## start PASSAGE
Study on application effect of in-situ gas thermal remediation in decommissioned oil-to-gas production site

Jiangsu DDBS Environmental Remediation Co., Ltd.

摘要

摘要:
燃气热脱附技术是一种适用于有机污染土壤高效热修复的技术。以某退役油制气场地污染土壤原位燃气热脱附项目为例，探讨了土壤修复目标温度，土壤、废水和废气中污染物浓度随原位燃气热脱附修复加热时间的变化。结果表明：加热修复结束时，不同土层的温度都最终达到或接近目标温度；在不同时间段、不同温度下相同或相近修复区域土壤中污染物浓度均处于较低水平，污染物去除率在95.45%以上；废水、废气处理工艺处理效果显著，污染物的去除率为98.5%~99.8%。研究显示，原位燃气热脱附修复技术具备进行大规模实际运用的理论条件。
## end PASSAGE
## start RECORDS SHOWN
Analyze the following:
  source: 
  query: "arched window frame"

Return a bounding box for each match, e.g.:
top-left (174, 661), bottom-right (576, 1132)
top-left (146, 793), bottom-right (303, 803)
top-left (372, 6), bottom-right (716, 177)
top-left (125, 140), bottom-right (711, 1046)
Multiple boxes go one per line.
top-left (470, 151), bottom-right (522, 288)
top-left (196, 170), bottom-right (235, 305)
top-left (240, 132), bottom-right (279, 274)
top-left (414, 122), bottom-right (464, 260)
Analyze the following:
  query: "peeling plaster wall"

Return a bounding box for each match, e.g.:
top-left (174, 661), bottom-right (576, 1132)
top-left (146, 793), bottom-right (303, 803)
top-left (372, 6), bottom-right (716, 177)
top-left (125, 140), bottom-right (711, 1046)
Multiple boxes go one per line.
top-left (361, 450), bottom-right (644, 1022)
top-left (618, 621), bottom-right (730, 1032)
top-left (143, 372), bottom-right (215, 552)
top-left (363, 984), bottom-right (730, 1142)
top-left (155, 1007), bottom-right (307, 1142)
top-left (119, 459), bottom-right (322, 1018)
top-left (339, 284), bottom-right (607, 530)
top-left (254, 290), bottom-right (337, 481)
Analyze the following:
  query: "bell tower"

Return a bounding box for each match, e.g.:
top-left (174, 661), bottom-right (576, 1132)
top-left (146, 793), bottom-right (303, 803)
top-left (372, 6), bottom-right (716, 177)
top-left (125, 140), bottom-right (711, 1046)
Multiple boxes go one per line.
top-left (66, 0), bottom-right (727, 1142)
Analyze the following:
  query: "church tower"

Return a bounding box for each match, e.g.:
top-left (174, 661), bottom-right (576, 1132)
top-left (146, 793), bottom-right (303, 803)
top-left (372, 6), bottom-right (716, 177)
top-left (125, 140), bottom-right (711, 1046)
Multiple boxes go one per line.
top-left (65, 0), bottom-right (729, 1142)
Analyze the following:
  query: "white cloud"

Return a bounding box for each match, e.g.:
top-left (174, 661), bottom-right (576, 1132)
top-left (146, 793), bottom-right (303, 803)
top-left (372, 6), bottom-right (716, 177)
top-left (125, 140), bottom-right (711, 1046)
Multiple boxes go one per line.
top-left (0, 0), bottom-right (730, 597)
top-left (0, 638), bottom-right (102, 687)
## end RECORDS SHOWN
§ EXERCISE OBJECTIVE: Return the whole passage on in-situ gas thermal remediation word for word. The data plays no part in this.

§ RESPONSE BELOW:
Study on application effect of in-situ gas thermal remediation in decommissioned oil-to-gas production site

Jiangsu DDBS Environmental Remediation Co., Ltd.

摘要

摘要:
燃气热脱附技术是一种适用于有机污染土壤高效热修复的技术。以某退役油制气场地污染土壤原位燃气热脱附项目为例，探讨了土壤修复目标温度，土壤、废水和废气中污染物浓度随原位燃气热脱附修复加热时间的变化。结果表明：加热修复结束时，不同土层的温度都最终达到或接近目标温度；在不同时间段、不同温度下相同或相近修复区域土壤中污染物浓度均处于较低水平，污染物去除率在95.45%以上；废水、废气处理工艺处理效果显著，污染物的去除率为98.5%~99.8%。研究显示，原位燃气热脱附修复技术具备进行大规模实际运用的理论条件。